WRITTEN TASK: Copy every line below, requests included, and shift each answer's coordinates by adding 94 to both numbers.

Location identification entries:
---

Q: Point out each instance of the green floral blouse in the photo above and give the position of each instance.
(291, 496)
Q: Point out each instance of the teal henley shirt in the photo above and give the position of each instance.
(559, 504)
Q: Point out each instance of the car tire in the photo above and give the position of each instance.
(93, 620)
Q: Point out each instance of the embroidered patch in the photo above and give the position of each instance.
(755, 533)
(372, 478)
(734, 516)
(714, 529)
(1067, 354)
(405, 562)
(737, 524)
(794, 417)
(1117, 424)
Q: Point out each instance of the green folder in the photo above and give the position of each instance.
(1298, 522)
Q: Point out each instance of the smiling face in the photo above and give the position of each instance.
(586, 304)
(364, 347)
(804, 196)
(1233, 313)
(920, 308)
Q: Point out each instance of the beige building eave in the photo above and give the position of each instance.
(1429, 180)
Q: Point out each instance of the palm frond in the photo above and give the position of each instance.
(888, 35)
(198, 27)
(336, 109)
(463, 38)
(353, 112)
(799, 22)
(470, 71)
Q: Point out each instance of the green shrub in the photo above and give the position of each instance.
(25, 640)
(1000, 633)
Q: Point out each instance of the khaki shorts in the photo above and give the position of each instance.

---

COMPLETE OUTPUT:
Q: Point out each instance of the green floral blouse in the photo above and give the position of each instance.
(385, 590)
Q: Point out each instance of the teal henley shirt in the photo above and give the position of each instance.
(653, 598)
Q: Point out each instance of the car tire in the photo above and give the position of each instance.
(187, 714)
Q: Point out each instance of the embroidered patch in the photo above and give the position of each instance.
(849, 627)
(466, 572)
(828, 610)
(808, 623)
(1161, 448)
(499, 656)
(831, 618)
(888, 511)
(1211, 518)
Q: Point out each instance of the green folder in the photo above and give the position of each instance.
(1392, 616)
Q: Point out each instance of the smiling face in the photo above and give the position of each instance.
(680, 398)
(458, 441)
(898, 290)
(1327, 407)
(1014, 402)
Q: Point out each instance of the beige building eave in the photo above and give the position of each instance.
(1523, 274)
Q: Point out each instance of the palm frond in the photo above and give the position of each instance.
(982, 129)
(292, 121)
(430, 203)
(557, 132)
(447, 206)
(893, 116)
(564, 165)
Q: Point out each instance of the green shrub in the photo above and give the position of each instance.
(119, 734)
(1094, 727)
Q: Point out each instance of the khaki shorts in the photo above and give the position of each instance.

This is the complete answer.